从上面的分析,我们可以看出蔡伯喈和陈世美两个人物是不同的,甚至有本质的区别。蔡伯喈虽然有错误,但他的良心并没有泯灭,没有忘了根本,而他自己也受到统治者从肉体到精神的摧残和损害,值得我们同情。所以赵五娘责备他又原谅他,最后同他团圆,是可以被观众接受的。要让蔡伯喈与陈世美一样,叫他做出“休弃赵氏”、“马踩五娘”的行为来,是不可想象的。要想把“团圆”改成“不团圆”,也必然会破坏整个剧本的思想性和艺术的完整。当然,高则诚原本中的团圆是有缺点的。比如蔡伯喈三言两语,就使张广才相信了他的无罪,还说蔡公蔡母的死是“命该如此,你今日荣归故里,光耀祖宗,虽然他生前不能享你的禄养,死后亦得沾你的恩典……”这是故意给蔡伯喈开脱罪名,是不真实的。川剧、湘剧的《打三不孝》,就纠正了高本的这个缺点。从这里也可以看出,现实主义总是要向前发展,代替非现实主义的东西的。

有的人说:“蔡伯喈和赵五娘团圆,固然不可非难,但与牛小姐团圆,总未免有阶级调和之嫌。”我想多数观众也不会这样看,牛小姐虽然是丞相的女儿,但却心地善良富有正义感,在剧本中也是一个被牺牲的人物。她与蔡伯喈的夫妻生活过得并不幸福,“强就鸾凤”以后,有好几出戏描写了他们夫妻间同床异梦的生活。牛氏要听琴,他却神思恍惚,弹得乱七八糟,还发了一套“新弦旧弦”的话;牛氏要中秋赏月,他却推睡了不愿出来;湘剧《问讯盘夫》中还有这样一段描写:

牛氏 相公你不说出来,到了爹爹跟前,也是要讲明白的。

伯喈 住口,难道令尊就是虎狼不成?

牛氏 虽不是虎狼,也有虎狼之威。

伯喈 呀!(唱)

休得要缠得我哑无言也,

若是提起那筹儿,

只落得扑簌簌泪满腮。

牛氏 夫妻何事苦相防,莫把闲愁积心肠。

伯喈 各人自扫门前雪,莫管他人瓦上霜。快走!

牛氏 相公为何叫妾身走?

伯喈 书馆之中,不是走,难道要轿子不成?

牛氏 丞相之女,状元之妻,有轿子也可乘得。

------------------------

### 任务要求
1: 请将所给节选中从“从上面的分析,我们可以看出蔡”起、至“伯喈 住口,难道令尊就是虎狼不成?”止的这一段原样抄写下来。
2: 所给节选中，伯喈在“(唱)”之后唱了哪几句唱词？请逐句列出。

------------------------

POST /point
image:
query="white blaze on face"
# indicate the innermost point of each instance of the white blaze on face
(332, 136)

------------------------

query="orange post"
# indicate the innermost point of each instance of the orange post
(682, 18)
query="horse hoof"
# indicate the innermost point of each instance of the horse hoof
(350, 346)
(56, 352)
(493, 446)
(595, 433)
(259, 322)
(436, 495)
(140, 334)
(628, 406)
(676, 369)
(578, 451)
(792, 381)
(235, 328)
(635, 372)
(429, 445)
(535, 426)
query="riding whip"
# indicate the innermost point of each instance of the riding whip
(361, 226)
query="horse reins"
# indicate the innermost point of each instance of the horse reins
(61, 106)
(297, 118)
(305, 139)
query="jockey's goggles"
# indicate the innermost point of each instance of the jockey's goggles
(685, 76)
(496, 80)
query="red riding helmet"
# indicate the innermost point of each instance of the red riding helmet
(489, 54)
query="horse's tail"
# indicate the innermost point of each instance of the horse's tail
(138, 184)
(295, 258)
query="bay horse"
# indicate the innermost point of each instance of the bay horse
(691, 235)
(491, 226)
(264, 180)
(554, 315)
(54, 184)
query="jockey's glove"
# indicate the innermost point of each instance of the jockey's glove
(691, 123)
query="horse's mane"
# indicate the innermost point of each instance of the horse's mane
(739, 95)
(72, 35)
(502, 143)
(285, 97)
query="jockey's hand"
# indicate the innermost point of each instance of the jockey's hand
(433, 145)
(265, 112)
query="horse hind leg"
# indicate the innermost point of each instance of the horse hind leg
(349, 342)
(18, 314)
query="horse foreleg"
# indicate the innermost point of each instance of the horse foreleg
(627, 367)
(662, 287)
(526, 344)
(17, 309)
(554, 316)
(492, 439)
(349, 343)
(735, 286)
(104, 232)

------------------------

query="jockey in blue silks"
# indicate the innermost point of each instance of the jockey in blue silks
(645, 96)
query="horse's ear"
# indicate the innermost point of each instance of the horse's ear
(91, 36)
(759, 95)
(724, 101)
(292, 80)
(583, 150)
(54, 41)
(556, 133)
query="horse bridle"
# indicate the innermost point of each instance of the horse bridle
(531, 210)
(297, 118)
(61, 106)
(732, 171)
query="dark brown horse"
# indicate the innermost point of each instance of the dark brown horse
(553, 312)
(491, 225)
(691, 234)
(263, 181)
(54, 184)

------------------------

### 参考答案
1:
从上面的分析,我们可以看出蔡伯喈和陈世美两个人物是不同的,甚至有本质的区别。蔡伯喈虽然有错误,但他的良心并没有泯灭,没有忘了根本,而他自己也受到统治者从肉体到精神的摧残和损害,值得我们同情。所以赵五娘责备他又原谅他,最后同他团圆,是可以被观众接受的。要让蔡伯喈与陈世美一样,叫他做出“休弃赵氏”、“马踩五娘”的行为来,是不可想象的。要想把“团圆”改成“不团圆”,也必然会破坏整个剧本的思想性和艺术的完整。当然,高则诚原本中的团圆是有缺点的。比如蔡伯喈三言两语,就使张广才相信了他的无罪,还说蔡公蔡母的死是“命该如此,你今日荣归故里,光耀祖宗,虽然他生前不能享你的禄养,死后亦得沾你的恩典……”这是故意给蔡伯喈开脱罪名,是不真实的。川剧、湘剧的《打三不孝》,就纠正了高本的这个缺点。从这里也可以看出,现实主义总是要向前发展,代替非现实主义的东西的。

有的人说:“蔡伯喈和赵五娘团圆,固然不可非难,但与牛小姐团圆,总未免有阶级调和之嫌。”我想多数观众也不会这样看,牛小姐虽然是丞相的女儿,但却心地善良富有正义感,在剧本中也是一个被牺牲的人物。她与蔡伯喈的夫妻生活过得并不幸福,“强就鸾凤”以后,有好几出戏描写了他们夫妻间同床异梦的生活。牛氏要听琴,他却神思恍惚,弹得乱七八糟,还发了一套“新弦旧弦”的话;牛氏要中秋赏月,他却推睡了不愿出来;湘剧《问讯盘夫》中还有这样一段描写:

牛氏 相公你不说出来,到了爹爹跟前,也是要讲明白的。

伯喈 住口,难道令尊就是虎狼不成?

2:
休得要缠得我哑无言也
若是提起那筹儿
只落得扑簌簌泪满腮